> [Data section]:
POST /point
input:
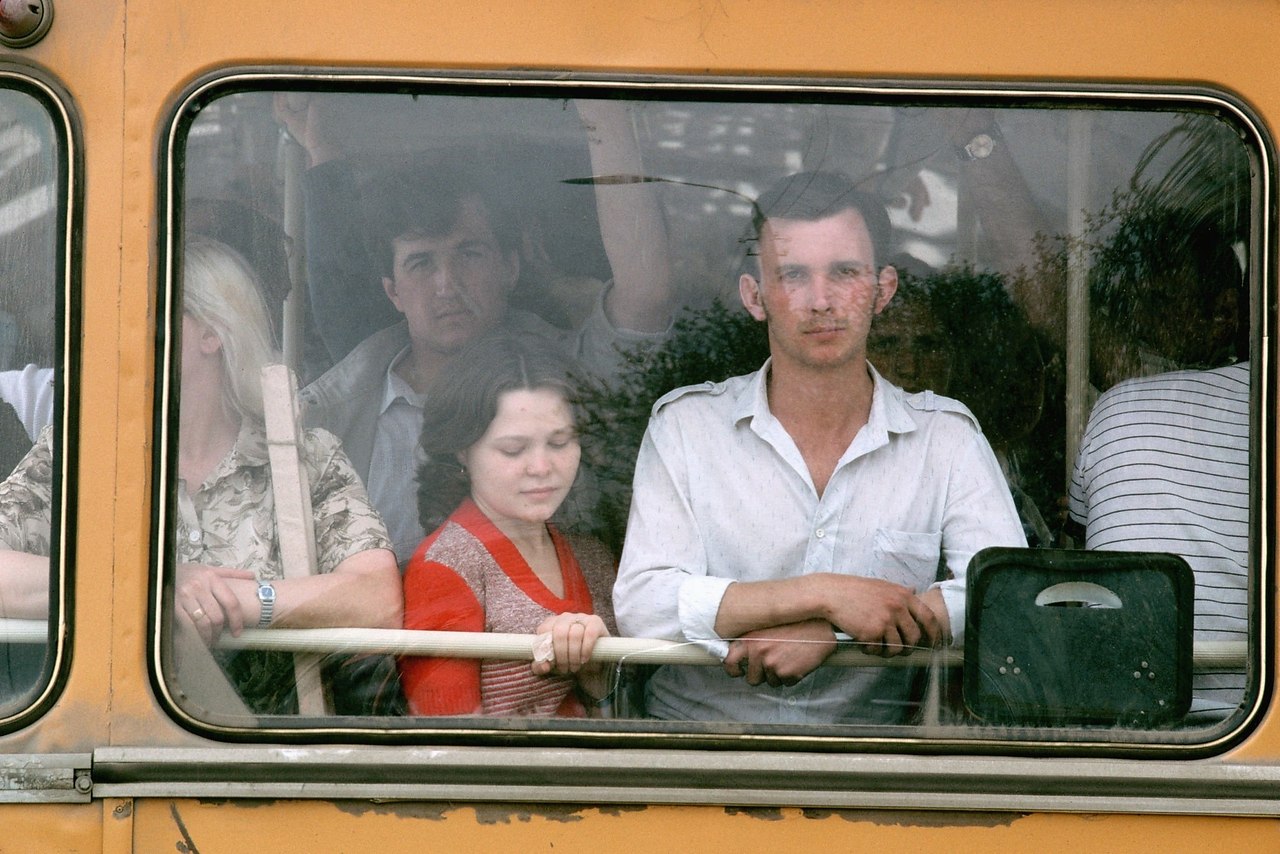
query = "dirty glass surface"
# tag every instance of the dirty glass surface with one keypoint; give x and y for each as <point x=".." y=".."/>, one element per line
<point x="33" y="217"/>
<point x="1059" y="315"/>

> [Directions for this task]: Omitting all images, retype each line of the records precisely.

> [Answer box]:
POST /point
input:
query = "dirty glass surface"
# tag every instance of the dirty glass surface with one keypoint; give x and y for each as <point x=".." y=".."/>, one element per line
<point x="33" y="217"/>
<point x="1059" y="315"/>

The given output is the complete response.